练习:
把下面这些行重新写一遍，将其中每一处“Target”都换成“Label”，别的地方一概不动。图片不用写进答案里。

指点数据集中的条目:
-- -- --

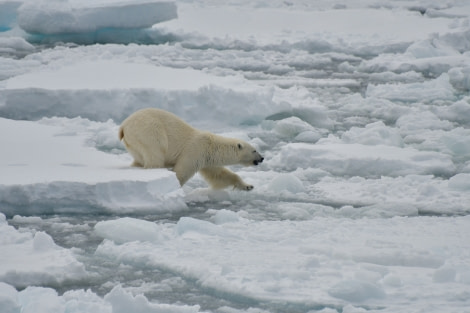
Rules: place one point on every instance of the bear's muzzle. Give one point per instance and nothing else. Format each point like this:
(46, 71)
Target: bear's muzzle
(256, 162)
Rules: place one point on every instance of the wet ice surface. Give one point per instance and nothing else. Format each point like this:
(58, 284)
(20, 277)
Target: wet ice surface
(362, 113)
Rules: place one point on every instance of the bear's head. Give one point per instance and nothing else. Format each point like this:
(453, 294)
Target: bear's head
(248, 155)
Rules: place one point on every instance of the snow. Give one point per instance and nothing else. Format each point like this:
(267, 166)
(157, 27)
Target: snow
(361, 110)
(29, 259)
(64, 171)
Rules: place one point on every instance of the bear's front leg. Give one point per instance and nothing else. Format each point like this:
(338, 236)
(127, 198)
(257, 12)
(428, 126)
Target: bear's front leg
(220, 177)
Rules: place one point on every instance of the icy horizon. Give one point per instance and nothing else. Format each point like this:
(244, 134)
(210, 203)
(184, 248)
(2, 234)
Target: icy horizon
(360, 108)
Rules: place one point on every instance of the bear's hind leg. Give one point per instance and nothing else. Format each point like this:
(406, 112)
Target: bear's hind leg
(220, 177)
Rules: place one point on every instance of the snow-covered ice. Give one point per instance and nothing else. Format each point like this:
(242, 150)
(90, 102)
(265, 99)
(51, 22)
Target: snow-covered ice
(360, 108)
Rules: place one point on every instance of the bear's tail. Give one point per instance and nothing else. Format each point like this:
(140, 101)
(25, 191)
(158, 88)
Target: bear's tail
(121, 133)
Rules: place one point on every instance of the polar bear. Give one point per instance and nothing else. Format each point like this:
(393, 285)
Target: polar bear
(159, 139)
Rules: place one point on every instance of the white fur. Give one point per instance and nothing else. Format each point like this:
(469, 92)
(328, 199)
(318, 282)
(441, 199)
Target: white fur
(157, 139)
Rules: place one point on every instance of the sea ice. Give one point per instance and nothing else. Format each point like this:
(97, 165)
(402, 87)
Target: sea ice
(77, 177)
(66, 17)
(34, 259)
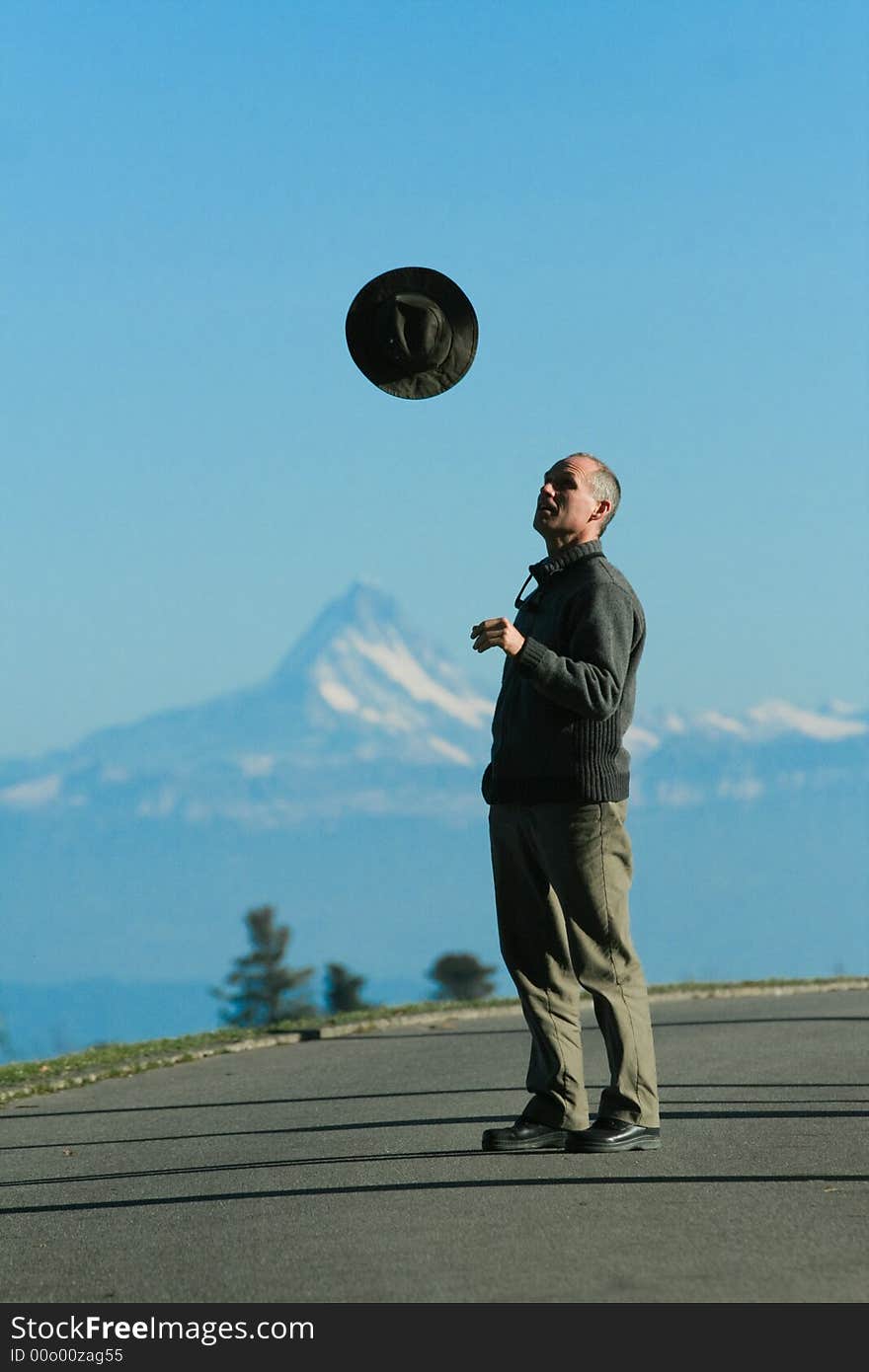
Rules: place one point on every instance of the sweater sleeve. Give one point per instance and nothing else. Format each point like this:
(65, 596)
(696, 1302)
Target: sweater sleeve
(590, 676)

-- -- --

参考答案:
Rules: place one point on every instance of the bear's muzzle. Give one point per instance and nothing else. Format each point like this:
(46, 71)
Label: bear's muzzle
(256, 162)
Rules: place one point on every instance of the wet ice surface. Give one point per instance and nothing else. Format each point like this:
(58, 284)
(20, 277)
Label: wet ice surface
(362, 113)
Rules: place one point on every instance of the bear's head. Give one point per instance and nothing else. Format each point like this:
(453, 294)
Label: bear's head
(248, 155)
Rules: place one point on every instance of the snow. Give one point per instance and nothing else. Format each point like this:
(267, 166)
(157, 27)
Label: snow
(361, 110)
(29, 259)
(64, 171)
Rules: place one point on every instance of the bear's front leg. Give one point per instance and nothing else. Format each point like this:
(338, 236)
(127, 198)
(257, 12)
(428, 126)
Label: bear's front leg
(220, 177)
Rules: place one point on every instance of the icy horizon. Give one point per instance and nothing else. Format each point like this:
(244, 134)
(210, 203)
(184, 248)
(2, 234)
Label: icy horizon
(360, 108)
Rules: place one point on every instance of the bear's hind leg. Give one point per instance and nothing else. Format each point like this:
(406, 112)
Label: bear's hind leg
(220, 177)
Rules: place one point on every instance of the snow-covered ice. Give one point per instance and nothing else. Format each point like this:
(242, 150)
(90, 102)
(265, 99)
(51, 22)
Label: snow-covered ice
(360, 108)
Rules: place one point on every instance of the bear's tail. Give one point per instance and nothing else. Format each point like this:
(140, 101)
(25, 191)
(158, 88)
Label: bear's tail
(121, 133)
Rules: place one point on every instance of the polar bear. Give one point per instance and nothing else. Format each point like this:
(393, 285)
Label: polar bear
(159, 139)
Rules: place one point on every instance of the white fur. Give one point per instance and nothing else. Format each point like this:
(469, 92)
(328, 199)
(318, 282)
(441, 199)
Label: white fur
(157, 139)
Rules: place one point on every instance of the sea ice. Give one point per instance and nothing else. Format each point like this:
(97, 165)
(402, 87)
Label: sea ice
(77, 177)
(66, 17)
(34, 259)
Rules: place one point on every instance of the sweater sleeve. Give one point per instance and nothing else. Format each point like this:
(65, 596)
(696, 1302)
Label: sweater sleeve
(590, 676)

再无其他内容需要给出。